**Goal**
Rewrite the patent claims starting with "6. The system" and going on through "bone conduction headphone.", substituting "overhead sound object" for "elevated sound object" everywhere it occurs.

CLAIMS What is claimed is:
1. An immersive sound system comprising:
one or more processors;
a storage device comprising instructions, which when executed by the one or more processors, configure the one or more processors to:
receive a surround sound audio input;
decompose the surround sound audio input into a scene sound component and a user sound component;
output the scene sound component to a plurality of loudspeakers; and output the user sound component to a user headphone.
2 The system of claim 1, the instructions further configuring the one or more processors to detect a headphone connection, wherein the decomposition of the surround sound audio input is responsive to the detection of the headphone connection.
3 The system of claim 1, the instructions further configuring the one or more processors to:
detect a headphone disconnection; and
output, responsive to the detection of the headphone disconnection, the scene sound component and the user sound component to the plurality of loudspeakers.
4. The system of claim 1, the instructions further configuring the one or more processors to:
determine a plurality of audio channels associated with surround sound audio input, each of the plurality of audio channels having an associated loudspeaker location; receive loudspeaker configuration information, the loudspeaker configuration information indicating the number and location of each of the plurality of loudspeakers,
identify one or more unmatched channels based on a comparison between the plurality of audio channels and the loudspeaker configuration information; and
output the one or more unmatched channels to the user headphone.
5. The system of claim I, wherein the user sound component includes a moving sound object.
6. The system of claim 1, wherein the user sound component includes an elevated sound object, the elevated sound object having an associated 3-D position above a listener location.
7. The system of claim 1, wherein the user headphone includes a bone conduction headphone.
8. The system of claim 1, wherein the user headphone includes stereo headphones, and wherein a head related transfer function (HRTF) is used to create a perception of sound from a 3-D location around the user headphone.
9. The system of claim 1, wherein the decomposition of the surround sound audio input includes instructions further configuring the one or more processors to:
decompose audio objects to the scene sound component, each audio object including an associated 3-D audio object position; and
decompose a sound source to the user sound component, the sound source including a playback audio signal in a final mix with an associated rendering method.

**Source material**
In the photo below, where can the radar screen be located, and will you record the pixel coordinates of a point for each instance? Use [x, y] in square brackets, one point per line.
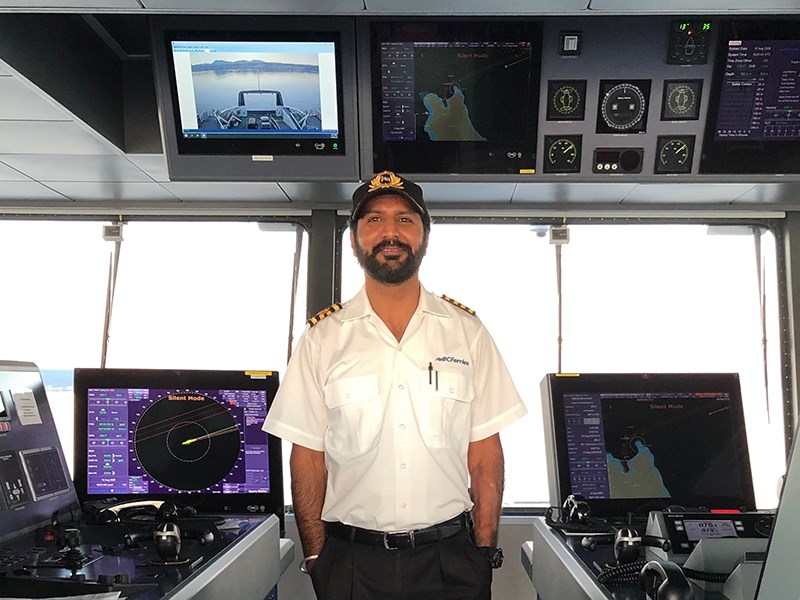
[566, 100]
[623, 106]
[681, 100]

**Reply to the task**
6. The system of claim 1, wherein the user sound component includes an overhead sound object, the overhead sound object having an associated 3-D position above a listener location.
7. The system of claim 1, wherein the user headphone includes a bone conduction headphone.